- [Stored records]:

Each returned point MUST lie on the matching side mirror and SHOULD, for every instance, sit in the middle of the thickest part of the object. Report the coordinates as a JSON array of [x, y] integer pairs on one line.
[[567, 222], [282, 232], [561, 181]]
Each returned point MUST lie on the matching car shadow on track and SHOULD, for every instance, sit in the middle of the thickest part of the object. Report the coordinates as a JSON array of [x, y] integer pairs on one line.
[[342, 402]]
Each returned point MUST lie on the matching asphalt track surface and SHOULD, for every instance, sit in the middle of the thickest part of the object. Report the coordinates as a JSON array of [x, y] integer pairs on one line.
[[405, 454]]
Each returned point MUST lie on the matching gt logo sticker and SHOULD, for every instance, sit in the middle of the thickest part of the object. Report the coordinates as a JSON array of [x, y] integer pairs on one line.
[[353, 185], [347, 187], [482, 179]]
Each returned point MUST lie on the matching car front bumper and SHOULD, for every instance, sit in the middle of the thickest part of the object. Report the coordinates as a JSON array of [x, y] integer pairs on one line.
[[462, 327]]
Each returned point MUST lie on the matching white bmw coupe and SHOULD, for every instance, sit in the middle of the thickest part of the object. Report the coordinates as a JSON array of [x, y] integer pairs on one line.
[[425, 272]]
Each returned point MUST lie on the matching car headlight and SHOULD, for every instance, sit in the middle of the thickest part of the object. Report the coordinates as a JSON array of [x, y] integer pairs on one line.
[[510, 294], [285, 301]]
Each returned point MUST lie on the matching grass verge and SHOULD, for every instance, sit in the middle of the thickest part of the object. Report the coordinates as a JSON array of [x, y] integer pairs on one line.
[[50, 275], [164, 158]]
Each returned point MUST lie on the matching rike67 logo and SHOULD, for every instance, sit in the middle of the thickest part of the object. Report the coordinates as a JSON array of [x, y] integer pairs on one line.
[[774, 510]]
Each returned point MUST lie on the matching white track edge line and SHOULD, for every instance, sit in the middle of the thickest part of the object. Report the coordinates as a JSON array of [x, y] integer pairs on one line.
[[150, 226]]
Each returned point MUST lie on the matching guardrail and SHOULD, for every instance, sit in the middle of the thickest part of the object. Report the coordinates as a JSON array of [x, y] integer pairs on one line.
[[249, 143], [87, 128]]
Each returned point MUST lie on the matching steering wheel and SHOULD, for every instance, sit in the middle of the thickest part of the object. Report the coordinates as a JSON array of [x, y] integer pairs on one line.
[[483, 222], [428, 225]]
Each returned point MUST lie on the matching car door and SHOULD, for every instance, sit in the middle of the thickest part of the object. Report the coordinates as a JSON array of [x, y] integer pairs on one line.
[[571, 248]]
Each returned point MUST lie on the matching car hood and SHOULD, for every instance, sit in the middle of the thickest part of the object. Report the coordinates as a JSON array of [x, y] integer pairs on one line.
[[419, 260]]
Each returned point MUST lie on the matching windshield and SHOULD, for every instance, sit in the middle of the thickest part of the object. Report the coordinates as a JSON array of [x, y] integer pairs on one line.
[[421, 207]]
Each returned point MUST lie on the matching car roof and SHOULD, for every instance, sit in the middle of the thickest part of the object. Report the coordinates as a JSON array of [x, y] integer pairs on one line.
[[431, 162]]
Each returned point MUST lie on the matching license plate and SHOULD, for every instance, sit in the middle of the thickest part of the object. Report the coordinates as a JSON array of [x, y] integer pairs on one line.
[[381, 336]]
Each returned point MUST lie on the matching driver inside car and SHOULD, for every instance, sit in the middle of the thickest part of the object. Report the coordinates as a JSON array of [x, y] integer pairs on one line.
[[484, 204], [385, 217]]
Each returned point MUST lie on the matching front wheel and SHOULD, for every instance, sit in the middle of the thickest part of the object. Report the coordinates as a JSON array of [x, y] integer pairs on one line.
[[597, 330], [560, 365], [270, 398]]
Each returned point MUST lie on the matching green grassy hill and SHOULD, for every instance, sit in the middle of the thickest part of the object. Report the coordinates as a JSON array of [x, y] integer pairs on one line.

- [Required task]:
Rewrite all of the entries above as a numbered list, leaving out any blank lines.

- [Output below]:
1. Each returned point MUST lie on the matching side mirror and SHOULD, for every instance, sit in the middle of the thickest part of the object. Report the coordinates as a JSON array of [x, y] integer pairs on one line.
2. [[567, 222], [282, 232], [561, 181]]
3. Each returned point MUST lie on the matching car shadow on track and SHOULD, for every instance, sit in the middle of the thickest part of the object. Report the coordinates as a JSON array of [x, y] integer pairs on one line.
4. [[342, 402]]
5. Each returned point MUST lie on the matching asphalt track surface and SHOULD, for every instance, sit in the middle of the thickest part of the object. Report the coordinates as a JSON array of [x, y] integer pairs on one line.
6. [[405, 454]]
7. Each returned point MUST lie on the matching gt logo sticker and SHOULD, for every instance, sit in the middle of the thickest part of the object. Report the coordinates as a JSON array of [x, y] integer pairs on one line.
8. [[353, 185], [347, 187], [482, 179]]
9. Each returned point MUST lie on the matching car front bumper and SHOULD, for every instance, sit in the middle of the thickest part of the object. Report the coordinates as a JSON array of [x, y] integer pairs on one line.
10. [[462, 327]]
11. Each returned point MUST lie on the matching white bmw coupe and SHOULD, for every instance, sit in the middle of the thickest part of the object. Report the coordinates as a JSON array of [x, y] integer pairs on one line.
12. [[425, 272]]
13. Each returned point MUST lie on the matching car headlight and SHOULD, for every instance, sit in the middle of the thickest part of the object. Report the coordinates as a JSON array of [x, y] integer pairs on one line.
14. [[510, 294], [285, 301]]
15. Each returned point MUST lie on the matching grass verge and SHOULD, for every instance, sit in the middle of the thickest part of the object. Report the coordinates as a JSON array of [x, y] integer pairs on one line.
16. [[50, 275], [164, 158]]
17. Each returned point MUST lie on the matching rike67 logo and SHOULD, for every instance, sit in the middle of the thickest part of the object. Report the coordinates as a JSON array of [x, y] integer pairs on one line.
18. [[774, 510]]
19. Each returned point MUST lie on the matching white track edge line and SHOULD, for every instance, sit in the middle of the thickest part of the object. Report the coordinates as a JSON array of [x, y] integer pairs on one line.
20. [[150, 226]]
21. Each returned point MUST lie on the matching guardrail and SHOULD, for every instance, sit in the middle of the thickest part of the object. Report the coordinates as a JSON array of [x, y] integer pairs on one line.
22. [[249, 143], [87, 128]]
23. Each returned point MUST lie on the matching steering wheel and SHOULD, for every instance, sit in the middle of the thickest part of the object. Report the coordinates as a JSON array of [x, y] integer pairs on one line.
24. [[483, 222], [428, 225]]
25. Each returned point MUST lie on the matching car door and SHOULD, for every instance, sit in the middle of the thickest part of the object. Report the coordinates as a JSON array of [x, y] integer pairs on one line.
26. [[571, 248]]
27. Each returned point MUST lie on the matching car hood and SHOULD, for every instance, sit in the middle of the thickest part of the object. Report the coordinates as a JSON array of [x, y] integer pairs on one line.
28. [[419, 260]]
29. Each returned point MUST lie on the matching windshield and SHOULD, for every instance, sit in the middle of the thickest part of the object. Report the coordinates as a JSON array of [x, y] integer pairs on one line.
30. [[421, 207]]
31. Each returned point MUST lie on the matching car roof and SHOULD, for every instance, sit in the middle of the thickest part of the object. Report the coordinates as a JSON array of [x, y] integer pairs on one line.
32. [[431, 162]]
33. Each returned point MUST lie on the matching license plate and SHOULD, for every instance, sit in the middle of the thickest part of the object. Report the coordinates as a JSON array of [x, y] integer pairs on one line.
34. [[381, 336]]
35. Each returned point MUST lie on the matching driver inside car and SHOULD, for every instance, sit in the middle of the thickest part of the object. Report the coordinates as a JSON array of [x, y] integer pairs on one line.
36. [[484, 204], [385, 217]]
37. Each returned point MUST lie on the matching front wheel and SHOULD, for every instance, sit in the middle of the thickest part of the object. Report the coordinates as a JSON array of [x, y] integer pairs on one line.
38. [[597, 330], [560, 365], [270, 398]]
39. Each returned point MUST lie on the matching green grassy hill and SHOULD, for every instance, sit in the middle of the thickest part of the object. Report the coordinates as a JSON array of [x, y] integer pairs on one line.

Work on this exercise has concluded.